After locating the line with "207L106 206V202ZM74 212H77L74", set down that line and all the lines that follow it, unchanged, to the end of the records; omit the pictures.

Stored data
"""

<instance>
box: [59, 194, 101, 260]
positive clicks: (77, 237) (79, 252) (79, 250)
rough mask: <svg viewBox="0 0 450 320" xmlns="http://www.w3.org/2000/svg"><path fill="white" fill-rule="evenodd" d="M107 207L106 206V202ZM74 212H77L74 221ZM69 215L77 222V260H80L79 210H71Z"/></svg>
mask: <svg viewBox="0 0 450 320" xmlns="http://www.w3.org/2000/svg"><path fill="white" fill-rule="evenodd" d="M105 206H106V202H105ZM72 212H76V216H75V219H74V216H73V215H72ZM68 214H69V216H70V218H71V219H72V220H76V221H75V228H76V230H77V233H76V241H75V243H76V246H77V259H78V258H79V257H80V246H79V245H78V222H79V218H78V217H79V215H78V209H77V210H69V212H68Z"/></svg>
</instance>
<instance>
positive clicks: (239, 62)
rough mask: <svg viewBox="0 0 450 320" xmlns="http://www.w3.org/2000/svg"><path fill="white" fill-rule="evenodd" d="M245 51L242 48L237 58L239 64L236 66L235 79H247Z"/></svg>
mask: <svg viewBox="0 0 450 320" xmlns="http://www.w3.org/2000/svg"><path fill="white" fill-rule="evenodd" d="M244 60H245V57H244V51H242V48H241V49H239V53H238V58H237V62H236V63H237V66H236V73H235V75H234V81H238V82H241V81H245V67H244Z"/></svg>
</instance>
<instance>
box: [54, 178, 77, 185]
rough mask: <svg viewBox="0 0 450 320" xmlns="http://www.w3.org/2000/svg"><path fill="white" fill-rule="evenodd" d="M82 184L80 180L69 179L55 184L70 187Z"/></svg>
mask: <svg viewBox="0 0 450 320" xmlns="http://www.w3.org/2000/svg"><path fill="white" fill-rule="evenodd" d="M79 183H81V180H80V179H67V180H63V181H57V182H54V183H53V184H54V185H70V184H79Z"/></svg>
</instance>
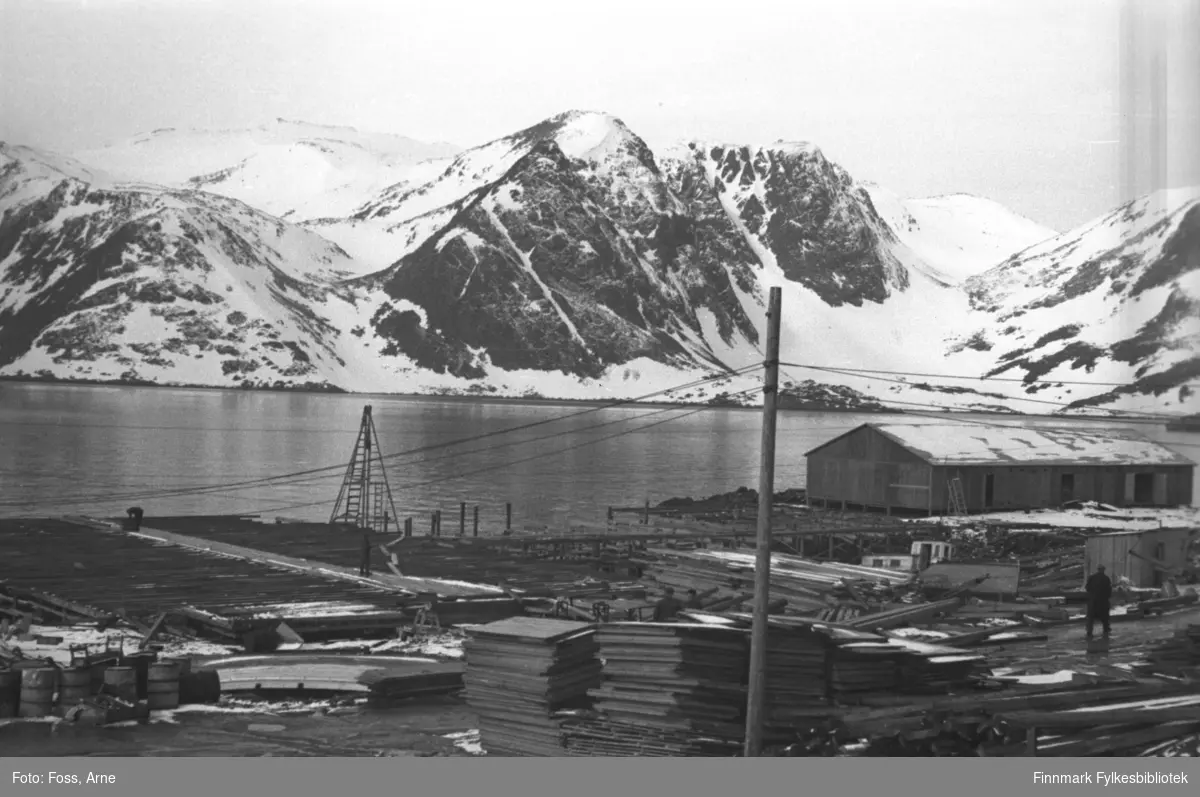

"""

#### TASK RESULT
rough mask: <svg viewBox="0 0 450 320" xmlns="http://www.w3.org/2000/svg"><path fill="white" fill-rule="evenodd" d="M107 207L106 206V202ZM74 212H77L74 221ZM69 215L77 222V260H80L79 210H71Z"/></svg>
mask: <svg viewBox="0 0 450 320" xmlns="http://www.w3.org/2000/svg"><path fill="white" fill-rule="evenodd" d="M105 206H106V202H105ZM72 212H76V216H75V219H74V216H73V215H72ZM68 214H69V216H70V218H71V219H72V220H76V221H75V228H76V230H77V233H76V241H75V243H76V246H77V259H78V258H79V257H80V246H79V245H78V222H79V218H78V217H79V215H78V209H77V210H69V212H68Z"/></svg>
</instance>
<instance>
positive clicks: (239, 62)
rough mask: <svg viewBox="0 0 450 320" xmlns="http://www.w3.org/2000/svg"><path fill="white" fill-rule="evenodd" d="M245 51L242 48L237 58L239 64L236 66L235 79H247Z"/></svg>
mask: <svg viewBox="0 0 450 320" xmlns="http://www.w3.org/2000/svg"><path fill="white" fill-rule="evenodd" d="M244 60H245V57H244V51H242V48H241V49H239V53H238V58H237V62H236V63H237V66H236V73H235V75H234V81H238V82H241V81H245V67H244Z"/></svg>
</instance>
<instance>
box: [54, 178, 77, 185]
rough mask: <svg viewBox="0 0 450 320" xmlns="http://www.w3.org/2000/svg"><path fill="white" fill-rule="evenodd" d="M82 184L80 180L69 179L55 184L70 187Z"/></svg>
mask: <svg viewBox="0 0 450 320" xmlns="http://www.w3.org/2000/svg"><path fill="white" fill-rule="evenodd" d="M79 183H81V180H80V179H67V180H63V181H57V182H54V183H53V184H54V185H70V184H79Z"/></svg>
</instance>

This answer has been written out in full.